TASK STATEMENT →
With the records in front of you, set every one of them down exactly.

Extracted data entries →

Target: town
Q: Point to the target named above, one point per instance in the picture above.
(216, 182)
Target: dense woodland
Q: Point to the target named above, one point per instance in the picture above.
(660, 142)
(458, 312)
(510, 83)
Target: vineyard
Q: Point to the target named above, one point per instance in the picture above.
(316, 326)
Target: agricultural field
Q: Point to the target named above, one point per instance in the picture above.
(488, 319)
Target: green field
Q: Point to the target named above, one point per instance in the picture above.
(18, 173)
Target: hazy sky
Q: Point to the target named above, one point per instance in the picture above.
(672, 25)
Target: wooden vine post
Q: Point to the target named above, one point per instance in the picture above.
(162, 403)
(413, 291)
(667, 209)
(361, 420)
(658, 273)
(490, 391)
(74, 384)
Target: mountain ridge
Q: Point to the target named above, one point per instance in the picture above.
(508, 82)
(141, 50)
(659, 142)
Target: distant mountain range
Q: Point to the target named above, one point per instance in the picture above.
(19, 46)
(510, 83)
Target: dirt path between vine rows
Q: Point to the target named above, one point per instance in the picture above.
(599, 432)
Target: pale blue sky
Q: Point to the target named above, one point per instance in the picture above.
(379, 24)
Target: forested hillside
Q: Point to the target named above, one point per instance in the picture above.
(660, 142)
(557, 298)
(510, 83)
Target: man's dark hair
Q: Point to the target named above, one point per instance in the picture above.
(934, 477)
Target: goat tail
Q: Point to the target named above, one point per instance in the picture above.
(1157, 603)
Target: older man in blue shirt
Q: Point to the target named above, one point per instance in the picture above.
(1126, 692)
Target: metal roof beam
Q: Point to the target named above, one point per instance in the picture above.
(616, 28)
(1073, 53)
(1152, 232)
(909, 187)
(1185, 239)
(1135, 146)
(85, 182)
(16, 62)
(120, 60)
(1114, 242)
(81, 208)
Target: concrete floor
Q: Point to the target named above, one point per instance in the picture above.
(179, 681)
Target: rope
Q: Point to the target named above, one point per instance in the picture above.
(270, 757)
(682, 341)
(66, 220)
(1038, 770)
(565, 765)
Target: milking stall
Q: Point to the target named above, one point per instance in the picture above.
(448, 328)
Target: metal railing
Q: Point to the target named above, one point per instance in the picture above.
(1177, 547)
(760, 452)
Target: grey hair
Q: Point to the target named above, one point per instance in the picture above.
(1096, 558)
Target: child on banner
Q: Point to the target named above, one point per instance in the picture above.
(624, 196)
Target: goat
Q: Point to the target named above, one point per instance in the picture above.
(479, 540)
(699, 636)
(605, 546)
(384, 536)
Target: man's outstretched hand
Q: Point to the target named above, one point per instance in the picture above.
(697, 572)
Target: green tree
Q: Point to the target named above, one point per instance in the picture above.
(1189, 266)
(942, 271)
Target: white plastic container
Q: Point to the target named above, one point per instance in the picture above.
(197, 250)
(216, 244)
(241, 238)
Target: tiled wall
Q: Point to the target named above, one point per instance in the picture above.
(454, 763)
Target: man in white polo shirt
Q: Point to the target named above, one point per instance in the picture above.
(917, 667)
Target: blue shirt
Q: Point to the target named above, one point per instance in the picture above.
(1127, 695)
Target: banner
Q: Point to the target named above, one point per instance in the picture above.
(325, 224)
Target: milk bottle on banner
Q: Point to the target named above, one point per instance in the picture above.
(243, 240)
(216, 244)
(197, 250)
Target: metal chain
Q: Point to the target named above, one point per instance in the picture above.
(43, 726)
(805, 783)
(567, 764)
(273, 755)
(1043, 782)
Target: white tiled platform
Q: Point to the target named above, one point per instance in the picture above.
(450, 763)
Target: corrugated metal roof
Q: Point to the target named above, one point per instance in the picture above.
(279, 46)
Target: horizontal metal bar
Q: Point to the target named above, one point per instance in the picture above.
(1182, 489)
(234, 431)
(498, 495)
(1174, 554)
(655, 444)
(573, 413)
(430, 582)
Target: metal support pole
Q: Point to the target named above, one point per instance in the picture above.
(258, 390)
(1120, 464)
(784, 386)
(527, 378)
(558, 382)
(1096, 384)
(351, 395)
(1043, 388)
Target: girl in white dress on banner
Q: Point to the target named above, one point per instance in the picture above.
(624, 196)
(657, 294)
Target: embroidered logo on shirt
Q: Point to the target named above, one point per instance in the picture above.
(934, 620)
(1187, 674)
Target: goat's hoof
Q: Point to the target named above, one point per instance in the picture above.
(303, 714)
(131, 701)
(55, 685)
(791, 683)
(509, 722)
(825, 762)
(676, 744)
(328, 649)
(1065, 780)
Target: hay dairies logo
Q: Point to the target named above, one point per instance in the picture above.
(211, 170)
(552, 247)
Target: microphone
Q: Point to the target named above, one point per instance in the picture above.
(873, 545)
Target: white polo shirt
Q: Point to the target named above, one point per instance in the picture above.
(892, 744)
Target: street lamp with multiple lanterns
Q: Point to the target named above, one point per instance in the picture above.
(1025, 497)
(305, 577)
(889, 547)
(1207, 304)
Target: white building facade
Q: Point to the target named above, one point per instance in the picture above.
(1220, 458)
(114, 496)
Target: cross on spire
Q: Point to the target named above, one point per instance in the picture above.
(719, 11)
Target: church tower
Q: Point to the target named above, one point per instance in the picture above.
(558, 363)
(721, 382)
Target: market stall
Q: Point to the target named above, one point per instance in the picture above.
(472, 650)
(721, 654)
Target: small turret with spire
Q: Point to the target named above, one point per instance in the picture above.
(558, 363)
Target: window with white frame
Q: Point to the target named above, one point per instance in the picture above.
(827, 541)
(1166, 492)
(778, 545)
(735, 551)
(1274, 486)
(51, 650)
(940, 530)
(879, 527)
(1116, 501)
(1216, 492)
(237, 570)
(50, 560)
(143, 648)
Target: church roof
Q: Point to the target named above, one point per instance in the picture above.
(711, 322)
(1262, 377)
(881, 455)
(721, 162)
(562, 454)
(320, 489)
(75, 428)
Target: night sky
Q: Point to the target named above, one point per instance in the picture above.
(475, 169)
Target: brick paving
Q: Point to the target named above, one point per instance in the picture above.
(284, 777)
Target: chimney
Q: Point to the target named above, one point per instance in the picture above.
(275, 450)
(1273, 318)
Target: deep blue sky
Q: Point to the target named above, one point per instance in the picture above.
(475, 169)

ANSWER BOX →
Target: town
Q: Point to the target named above, one point per instance in the picture above.
(216, 182)
Target: dense woodland
Q: Point to the target named above, one point per instance in the picture above.
(660, 142)
(458, 312)
(510, 83)
Target: vineyard
Q: Point to the target named above, one point per instance in the picture above.
(316, 326)
Target: agricultural field
Q: Point to the target named above, one point per instance in the picture above.
(488, 319)
Target: green field
Q: Point to the target named above, one point per instance in the picture above.
(18, 173)
Target: hazy sky
Q: Point to the target named above, one point per instance in the picture above.
(672, 25)
Target: wooden vine post
Q: Point to the target named above, one point per instance in the picture above.
(162, 403)
(413, 291)
(667, 209)
(361, 420)
(658, 273)
(490, 391)
(74, 384)
Target: mountain ridge
Q: Point to the target named above, one point per instance in the picture above.
(508, 82)
(141, 50)
(659, 142)
Target: distant mountain range
Q: Point to the target named above, one point per instance in the picture above.
(19, 46)
(510, 83)
Target: dirt path between vine rows
Q: Point to the target named above, one point per instance in the picture above.
(599, 432)
Target: pale blue sky
Q: Point to the target named above, one point per instance in the picture above.
(379, 24)
Target: forested hillside
Q: Point to the target named above, one point per instance in the picture above.
(660, 142)
(557, 298)
(510, 83)
Target: man's dark hair
Q: Point to the target named above, one point per instance in the picture above.
(934, 477)
Target: goat tail
Q: Point to the target named above, one point per instance in the picture above.
(1157, 603)
Target: older man in blue shirt
Q: Point to the target named above, one point per instance in the picture above.
(1126, 692)
Target: metal roof beam
Q: Point to the target named above, one point per instance in the picture above.
(616, 28)
(1073, 53)
(1152, 232)
(909, 187)
(1185, 239)
(1135, 146)
(85, 182)
(16, 62)
(120, 60)
(1114, 242)
(81, 208)
Target: concrete floor
Q: Point to the target named above, one point per instance in the picture above.
(179, 681)
Target: rope
Q: Point to the target named above, one point per instance in the picture above.
(270, 757)
(682, 341)
(66, 220)
(1038, 770)
(565, 765)
Target: milking stall
Q: Point to the target named above, one point per instance in the picture above.
(448, 328)
Target: metal railing
Q: Point to the target named above, one point per instance in the picture above.
(1177, 547)
(760, 452)
Target: grey hair
Q: Point to the target named above, one point per instance in the picture above.
(1096, 558)
Target: child on banner
Q: Point to the target named above, one point per instance in the picture above.
(624, 196)
Target: goat
Q: Point to the target named above, one point per instance in the picture above.
(479, 540)
(699, 636)
(605, 546)
(384, 536)
Target: man's outstretched hand
Q: Point to the target named above, one point per instance in the picture above.
(697, 572)
Target: green tree
Q: Point to the target named above, one point per instance in the picture above.
(1189, 266)
(942, 271)
Target: white plastic container
Q: Point to the target named above, one point per instance in the picture above.
(197, 250)
(216, 244)
(241, 238)
Target: tiled wall
Q: Point to the target named above, one point per instance in the picture above.
(454, 763)
Target: man in white polo shirt
Q: Point to the target named above, one point per instance in the picture above.
(917, 667)
Target: blue shirt
Q: Point to the target named above, one point per instance in the picture above.
(1127, 695)
Target: banner
Q: Point to the target named above, one point per instance in the picture above.
(325, 224)
Target: milk bottle on banner
Q: Point to the target named above, one point per instance in the picture above.
(243, 240)
(216, 244)
(197, 250)
Target: metal chain
Q: Point to the target named above, one point per instance in the picture above.
(43, 726)
(805, 783)
(567, 764)
(273, 755)
(1043, 782)
Target: white tiled platform
Q: Point to the target named above, one point per instance in the picture above.
(450, 763)
Target: corrugated metal roof
Q: Point to the target named above, one point per instance in the picture above.
(279, 46)
Target: horizontal metal bar
Q: Point to the target named above, one point per instance in the picture above.
(1182, 489)
(234, 431)
(498, 495)
(1174, 554)
(655, 444)
(573, 413)
(430, 582)
Target: metal support pole
Q: Point to the target named above, one point per instance in the picture above.
(258, 390)
(1120, 464)
(784, 386)
(527, 378)
(558, 382)
(1096, 384)
(351, 395)
(1043, 388)
Target: girl in white dress on banner
Q: Point to the target named above, one point per instance in the picture above.
(624, 196)
(657, 294)
Target: embroidered logo on shirt
Q: Point to the target named above, one point per instance in the picture above.
(934, 620)
(1187, 674)
Target: goat's hoof
Q: Point to the target named above, one point per instance in the picture above.
(303, 714)
(131, 701)
(55, 685)
(791, 683)
(509, 722)
(825, 762)
(676, 744)
(328, 649)
(1065, 780)
Target: hay dairies logo
Q: Point to the target named above, one point per instance in the picture above.
(211, 170)
(552, 247)
Target: microphone
Q: Point to the target named above, one point per instance in the picture above.
(873, 545)
Target: white polo shirt
Q: Point to the target named above, one point per instance in the picture above.
(892, 744)
Target: street lamp with multiple lanterns
Q: Point to the target named above, one point per instance in the picture above.
(1025, 497)
(305, 577)
(889, 547)
(1207, 304)
Target: white building facade
Q: Point to the target named above, one point per instance in the picture above.
(1220, 458)
(114, 496)
Target: cross on spire
Q: Point to the target named above, one point per instance in the picture above.
(719, 11)
Target: church tower
Q: Point to the target named above, one point per instance in the picture above.
(558, 363)
(721, 382)
Target: market stall
Q: Point to the target named above, one point per instance in the picture above.
(472, 650)
(721, 654)
Target: small turret with spire
Q: Point to the target named above, one point per instance in the picture above.
(558, 363)
Target: window with white frame
Q: Point to the target named above, one point per instance in the picture above.
(827, 541)
(1166, 492)
(778, 545)
(735, 551)
(1274, 486)
(51, 650)
(940, 530)
(879, 527)
(1116, 501)
(1216, 492)
(237, 570)
(50, 560)
(143, 648)
Target: church roof
Q: Point to the target named above, one point per instance in the picture above.
(711, 322)
(1262, 377)
(881, 455)
(721, 162)
(562, 454)
(320, 489)
(75, 428)
Target: night sky
Q: Point to the target named above, one point per instance in the picture above.
(475, 169)
Target: brick paving
Q: Point to the target named above, one point per instance in the picture above.
(284, 777)
Target: chimney
Q: Point to the target named above, one point per instance in the picture above.
(275, 450)
(1273, 318)
Target: deep blue sky
Q: Point to the target named above, one point per instance in the picture above.
(475, 169)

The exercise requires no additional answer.